DOCUMENT SECTION:

*** Block opens ***

Pumpkins get special attention this festival season 

Greater Chennai Corporation and Urbaser Sumeet launch a drive to collect and compost smashed pumpkins

Updated - October 08, 2022 09:44 pm IST

Those diligently practising waste segregation at home must be pleased as punch learning about this initiative. Urbaser Sumeet, the company handling waste management at a few zones of Greater Chennai Corporation, had a special drive this Ayudha Puja to collect the smashed pumpkins.

Every year, as a tradition during Dussehra, pumpkins are smashed outside homes, commercial establishments and in front of vehicles to ward off the evil eye. They are usually collected along with other wet waste but this time the agency provided sacks to its conservancy staff to collect them separately for composting.

According to some of the field staff, this time they received good cooperation from many resident-communities that kept the pumpkins in the corner of their road or called the conservancy team to have them cleared.

A huge number of commercial establishments are concentrated in zones IX, X and XII.

A few years ago, Greater Chennai Corporation had announced it would levy a fine on those leaving smashed pumpkins in the middle of the road as the practice triggered accidents.

*** Block closes ***

ASSIGNMENT A: Say whether each statement agrees with the article on pumpkin collection, answering yes or no and quoting the deciding words: (i) Urbaser Sumeet handles waste management in every zone of Greater Chennai Corporation. (ii) The conservancy staff were given sacks to collect the pumpkins separately. (iii) Greater Chennai Corporation once announced a fine for leaving smashed pumpkins in the middle of the road.
ASSIGNMENT B:
Answer these questions from the article on pumpkin collection:
(i) During which festival are pumpkins traditionally smashed?
(ii) In which zones are a huge number of commercial establishments concentrated?
(iii) Why did the Corporation say it would levy a fine?
ASSIGNMENT C: Please carry the article on pumpkin collection forward from its final sentence.

Records from a collection:
*** Block opens ***

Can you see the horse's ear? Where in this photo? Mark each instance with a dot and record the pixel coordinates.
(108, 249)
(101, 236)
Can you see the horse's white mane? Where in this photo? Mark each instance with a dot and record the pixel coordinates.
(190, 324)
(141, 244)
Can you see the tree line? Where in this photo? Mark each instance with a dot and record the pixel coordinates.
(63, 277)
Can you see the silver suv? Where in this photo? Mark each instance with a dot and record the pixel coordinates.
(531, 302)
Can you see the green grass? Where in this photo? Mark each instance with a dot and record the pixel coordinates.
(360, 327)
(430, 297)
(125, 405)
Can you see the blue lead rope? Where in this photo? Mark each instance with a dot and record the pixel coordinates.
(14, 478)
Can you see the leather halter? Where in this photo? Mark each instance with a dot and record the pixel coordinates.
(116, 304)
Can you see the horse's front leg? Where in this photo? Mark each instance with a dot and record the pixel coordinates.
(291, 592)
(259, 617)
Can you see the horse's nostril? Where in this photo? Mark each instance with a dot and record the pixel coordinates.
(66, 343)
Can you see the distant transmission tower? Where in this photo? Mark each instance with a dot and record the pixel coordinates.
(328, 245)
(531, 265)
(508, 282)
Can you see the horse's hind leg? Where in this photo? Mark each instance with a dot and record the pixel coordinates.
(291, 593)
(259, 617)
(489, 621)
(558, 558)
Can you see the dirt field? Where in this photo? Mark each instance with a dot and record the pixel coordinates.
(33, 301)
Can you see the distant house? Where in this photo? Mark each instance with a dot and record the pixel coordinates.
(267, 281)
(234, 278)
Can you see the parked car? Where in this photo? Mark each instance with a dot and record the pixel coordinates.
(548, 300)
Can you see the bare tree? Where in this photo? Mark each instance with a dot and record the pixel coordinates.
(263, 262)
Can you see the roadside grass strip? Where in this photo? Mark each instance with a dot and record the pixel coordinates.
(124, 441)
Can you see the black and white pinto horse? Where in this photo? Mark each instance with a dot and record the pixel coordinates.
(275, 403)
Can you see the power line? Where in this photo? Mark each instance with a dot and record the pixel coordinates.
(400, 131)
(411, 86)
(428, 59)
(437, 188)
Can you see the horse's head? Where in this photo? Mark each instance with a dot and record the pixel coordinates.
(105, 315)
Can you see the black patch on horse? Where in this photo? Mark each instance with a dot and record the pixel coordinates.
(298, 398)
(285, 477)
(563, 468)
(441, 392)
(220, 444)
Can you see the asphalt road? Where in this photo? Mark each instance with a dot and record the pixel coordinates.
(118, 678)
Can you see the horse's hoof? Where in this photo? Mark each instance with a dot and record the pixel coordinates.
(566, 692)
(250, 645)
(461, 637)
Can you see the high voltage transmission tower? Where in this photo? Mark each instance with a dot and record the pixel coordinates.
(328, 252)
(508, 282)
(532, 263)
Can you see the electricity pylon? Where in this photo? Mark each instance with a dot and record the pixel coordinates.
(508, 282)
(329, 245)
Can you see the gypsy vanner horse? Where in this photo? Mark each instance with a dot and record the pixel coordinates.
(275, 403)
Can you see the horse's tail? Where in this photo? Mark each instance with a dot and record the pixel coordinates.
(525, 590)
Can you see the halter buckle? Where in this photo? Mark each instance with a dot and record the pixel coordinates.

*** Block closes ***

ANSWER A:
(i) No: "the company handling waste management at a few zones of Greater Chennai Corporation"
(ii) Yes: "the agency provided sacks to its conservancy staff to collect them separately for composting"
(iii) Yes: "Greater Chennai Corporation had announced it would levy a fine on those leaving smashed pumpkins in the middle of the road"

ANSWER B:
(i) Dussehra
(ii) Zones IX, X and XII
(iii) The practice of leaving smashed pumpkins in the middle of the road triggered accidents.

ANSWER C:
Composting pumpkins

Samuel Jacob from the Department of Biotechnology, SRM Institute of Science and Technology says the initiative is clearly what the doctor ordered. When left to decompose in a landfill, food waste produces methane gas, a greenhouse gas that is far more potent than carbon dioxide, says Samuel.

In composting, the pumpkins are exposed to air and is more friendly to the soil. “We can compost pumpkins along with other wet waste but the efficiency would be reduced. Composting is a microbiological process, where they require suitable conditions like temperature, moisture and PH to convert efficiently,” he says.

A kilogramme of pumpkin oozes out at least 600 ml of water, so it slows down the process as water content increases moisture, says Samuel. Composting pumpkins can capture nutrients and water that can be put directly into parks and farms.